* PROBLEM TO WORK ON
Copy each line of the records below that contains the string "whole".

Records from a point labeling set
- - - - -
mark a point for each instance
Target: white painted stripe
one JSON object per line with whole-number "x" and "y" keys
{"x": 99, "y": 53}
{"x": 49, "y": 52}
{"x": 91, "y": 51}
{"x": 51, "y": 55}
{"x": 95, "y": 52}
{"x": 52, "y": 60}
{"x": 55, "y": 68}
- - - - -
* EXERCISE OUTPUT
one JSON object per line with whole-number "x" and "y" keys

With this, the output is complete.